(RECORDS SHOWN)

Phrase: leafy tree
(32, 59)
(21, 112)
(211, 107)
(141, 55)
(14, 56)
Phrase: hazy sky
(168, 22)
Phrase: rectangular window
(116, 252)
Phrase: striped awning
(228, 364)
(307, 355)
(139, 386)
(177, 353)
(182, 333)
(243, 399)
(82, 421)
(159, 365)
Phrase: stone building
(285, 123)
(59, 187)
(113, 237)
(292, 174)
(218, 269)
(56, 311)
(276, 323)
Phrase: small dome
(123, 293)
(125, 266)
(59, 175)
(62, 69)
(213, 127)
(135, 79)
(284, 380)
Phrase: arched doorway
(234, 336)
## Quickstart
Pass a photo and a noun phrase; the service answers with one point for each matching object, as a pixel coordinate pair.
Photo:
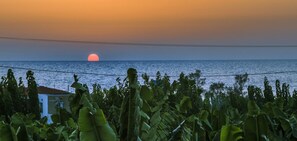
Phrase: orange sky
(149, 20)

(End RECORDS SHOWN)

When an image appears in the data, skip it and output the rest exactly.

Phrase: leafy tree
(32, 59)
(21, 112)
(211, 107)
(141, 55)
(14, 56)
Phrase: hazy sky
(168, 22)
Phrase: rectangular window
(116, 252)
Phrase: striped awning
(228, 364)
(307, 355)
(139, 386)
(177, 353)
(182, 333)
(243, 399)
(82, 421)
(159, 365)
Phrase: stone building
(285, 123)
(59, 187)
(113, 237)
(292, 174)
(218, 269)
(56, 311)
(276, 323)
Phrase: small dome
(123, 293)
(125, 266)
(59, 175)
(62, 69)
(213, 127)
(135, 79)
(284, 380)
Phrase: arched doorway
(234, 336)
## Quickstart
Pass a photo and a noun phrase; the service answers with one point for each matching object, as a pixel coordinate pair.
Photo:
Phrase: orange sky
(149, 20)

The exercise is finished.